- [DIRECTIONS FOR THIS TASK]:
Write the data below out exactly as it stands. Do not include the pictures.

- [MATERIAL PROVIDED]:
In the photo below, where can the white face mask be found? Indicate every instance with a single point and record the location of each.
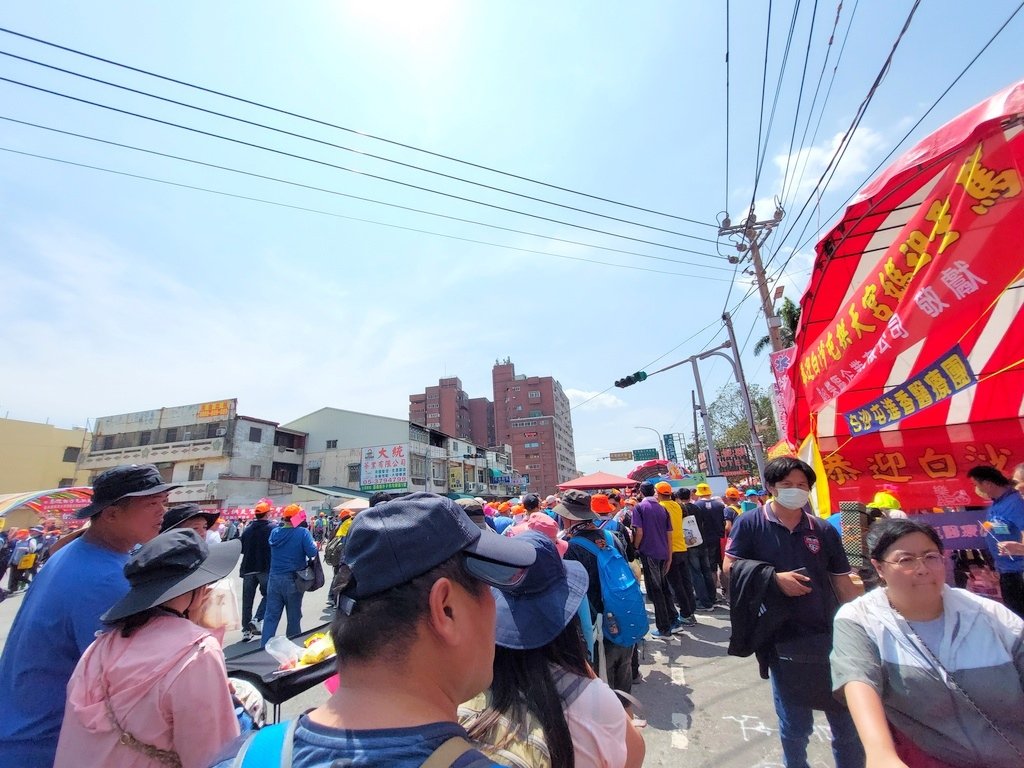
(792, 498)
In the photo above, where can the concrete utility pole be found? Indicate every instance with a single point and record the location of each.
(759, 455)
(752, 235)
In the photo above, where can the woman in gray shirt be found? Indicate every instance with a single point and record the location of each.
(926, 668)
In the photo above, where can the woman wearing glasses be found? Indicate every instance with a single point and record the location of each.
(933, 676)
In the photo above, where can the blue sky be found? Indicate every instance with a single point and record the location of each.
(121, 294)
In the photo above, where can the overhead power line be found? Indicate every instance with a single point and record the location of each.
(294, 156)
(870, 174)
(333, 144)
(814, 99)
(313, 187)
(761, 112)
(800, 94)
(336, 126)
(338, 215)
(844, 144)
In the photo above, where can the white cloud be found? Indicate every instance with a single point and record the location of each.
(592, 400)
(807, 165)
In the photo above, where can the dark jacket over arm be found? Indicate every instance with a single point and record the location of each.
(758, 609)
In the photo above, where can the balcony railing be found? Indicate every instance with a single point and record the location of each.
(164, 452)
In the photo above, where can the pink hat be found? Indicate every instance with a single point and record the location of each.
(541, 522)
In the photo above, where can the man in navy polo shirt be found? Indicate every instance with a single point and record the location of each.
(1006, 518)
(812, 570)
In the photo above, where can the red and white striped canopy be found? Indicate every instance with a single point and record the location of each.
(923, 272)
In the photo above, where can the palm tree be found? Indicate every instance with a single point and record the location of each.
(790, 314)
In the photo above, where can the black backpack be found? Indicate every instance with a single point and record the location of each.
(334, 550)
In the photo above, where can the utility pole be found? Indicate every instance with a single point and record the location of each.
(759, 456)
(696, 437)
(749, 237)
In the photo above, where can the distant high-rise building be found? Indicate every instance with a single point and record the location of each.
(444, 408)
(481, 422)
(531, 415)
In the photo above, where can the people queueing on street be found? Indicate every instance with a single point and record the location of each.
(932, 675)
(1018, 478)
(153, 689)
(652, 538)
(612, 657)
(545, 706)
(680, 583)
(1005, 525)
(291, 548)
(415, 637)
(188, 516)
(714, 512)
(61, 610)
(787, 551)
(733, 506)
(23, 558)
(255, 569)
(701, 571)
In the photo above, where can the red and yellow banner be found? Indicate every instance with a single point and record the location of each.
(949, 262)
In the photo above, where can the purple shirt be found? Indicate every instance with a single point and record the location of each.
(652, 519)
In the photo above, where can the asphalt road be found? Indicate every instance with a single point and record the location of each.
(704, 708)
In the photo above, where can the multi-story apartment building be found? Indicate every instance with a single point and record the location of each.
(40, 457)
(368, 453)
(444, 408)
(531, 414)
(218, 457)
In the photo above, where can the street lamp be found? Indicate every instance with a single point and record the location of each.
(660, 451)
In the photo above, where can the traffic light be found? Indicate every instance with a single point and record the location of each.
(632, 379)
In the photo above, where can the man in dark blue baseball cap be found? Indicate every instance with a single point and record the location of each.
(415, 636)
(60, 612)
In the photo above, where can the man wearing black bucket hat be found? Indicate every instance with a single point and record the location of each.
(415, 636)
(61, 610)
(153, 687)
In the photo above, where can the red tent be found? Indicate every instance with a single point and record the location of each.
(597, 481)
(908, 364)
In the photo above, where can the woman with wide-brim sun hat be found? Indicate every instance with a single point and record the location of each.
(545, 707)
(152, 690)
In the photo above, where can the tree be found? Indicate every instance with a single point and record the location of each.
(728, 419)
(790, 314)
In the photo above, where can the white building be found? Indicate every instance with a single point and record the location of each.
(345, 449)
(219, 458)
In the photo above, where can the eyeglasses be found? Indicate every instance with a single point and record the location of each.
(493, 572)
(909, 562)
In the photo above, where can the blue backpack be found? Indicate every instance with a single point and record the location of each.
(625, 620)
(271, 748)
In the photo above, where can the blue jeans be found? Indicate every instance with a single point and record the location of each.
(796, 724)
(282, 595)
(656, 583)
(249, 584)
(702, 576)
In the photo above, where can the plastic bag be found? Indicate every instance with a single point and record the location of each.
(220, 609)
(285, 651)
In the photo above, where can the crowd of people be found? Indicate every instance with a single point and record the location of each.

- [ANSWER FOR THIS EXERCISE]:
In the photo below, where can the white face mask be found? Indicate every instance with a single point and record the location of each.
(792, 498)
In the photo above, where can the concrete utility pole be found? Indicate every instance with a single point and record the location of each.
(759, 455)
(752, 235)
In the photo above, where can the woman in gray shirt be found? Indicate every instance with a single point and record the location of each.
(926, 668)
In the photo above, where can the woman wearing glasses be found? Indicate every instance with a single point and record the location of each.
(933, 676)
In the photo above, where can the blue sky be found? Indicate every instance with a single point and record the location of each.
(121, 294)
In the photo above, where can the overhead power line be found? Indicate every instance with a single point and record the location of each.
(294, 156)
(870, 174)
(333, 144)
(814, 99)
(313, 187)
(761, 112)
(800, 94)
(336, 126)
(338, 215)
(844, 144)
In the photo above, where can the white cloud be found? Indicate every instance with a single point and record the location of each.
(592, 400)
(807, 165)
In the photo above, where can the dark jacket over arm be found? Indicate every instance with a single point and record the location of each.
(758, 609)
In the photo above, where can the balcony railing be found? Indicate every instance with a single point and record the location of each.
(164, 452)
In the photo above, where can the pink hat be found? Indicate every instance with a single point and record the location of each.
(541, 522)
In the photo above, where can the man in navy polo shirt be found? Indicate every instance with a single point and record the location of each.
(1006, 518)
(812, 570)
In the photo above, where can the red and white striped canopy be found? Indicate every instance with a single point and record the location of each.
(923, 272)
In the photo above, where can the palm tree be found? Indicate every instance with a single point and record the location of each.
(790, 314)
In the photo above, where can the black backpack be found? Indicate every instance with a single point and record the location of each.
(334, 550)
In the photo above, where can the utility pole be found? Indicate every instance with a single point and record the location of each.
(759, 456)
(696, 437)
(749, 237)
In the photo above, where can the distant high-rise building be found? Indicate every instance with a single point and record the location of each.
(444, 408)
(481, 422)
(531, 415)
In the photo above, where can the people queueing on street be found? Indicate every instance with a single point and record the location of each.
(932, 675)
(1018, 478)
(153, 689)
(652, 538)
(612, 657)
(545, 706)
(680, 583)
(1005, 525)
(291, 548)
(415, 637)
(188, 516)
(714, 512)
(61, 610)
(787, 551)
(733, 506)
(23, 558)
(255, 569)
(701, 571)
In the photo above, where can the red and yellow banner be found? Indicate every instance with a single point and record the location of each.
(949, 262)
In the photo above, where can the purple shirt be found? Indicate every instance with a single point and record the location of each.
(652, 519)
In the photo above, where can the asphalt road be found? Indicate every instance with a single point and record the location of each.
(704, 708)
In the photo above, where can the multi-story apartment building be found? Indicate every instance with a single point and record the location of each.
(40, 457)
(368, 453)
(444, 408)
(531, 414)
(218, 457)
In the photo above, where can the street lamp be found? Indicate every instance with a single point and record the location of each.
(660, 451)
In the photo above, where can the traffic light be found? Indicate every instance with a single point and record the location of each.
(632, 379)
In the photo above, where can the man in dark blue baseball cap be found? Indicate every instance with a single point and record the location of each.
(415, 636)
(60, 612)
In the photo above, where can the man wearing black bucket hat be found? Indicate every instance with a single point and record the location of each.
(415, 636)
(61, 610)
(153, 687)
In the photo above, where can the red tent be found? Indicate every instance with a single point and record the location of each.
(597, 481)
(908, 364)
In the photo above, where can the woman with wide-brim sun hat be found? Indicate every instance with a single point and record the location of each.
(545, 707)
(152, 690)
In the photo above, where can the tree be found? Indicate every instance with a single point and record the location of each.
(728, 419)
(790, 314)
In the photo above, where can the white building be found? Indicate every instance with a single point and record the location of each.
(345, 449)
(219, 458)
In the photo above, where can the eyeglasses be found? Indicate every instance with a single point and record the location of each.
(493, 572)
(909, 562)
In the photo above, where can the blue backpack be found? Indicate every instance with a single point and record the location of each.
(625, 620)
(271, 748)
In the photo above, where can the blue jeans be found? Indicate every instance with a single point and record the location of each.
(796, 724)
(282, 595)
(656, 583)
(249, 584)
(702, 576)
In the photo above, where can the plastic bag be found? Indicate every instance with a single point and record the location of each.
(220, 609)
(285, 651)
In the photo above, where can the crowd of people be found? Indicate every instance with a single point and record the location of each.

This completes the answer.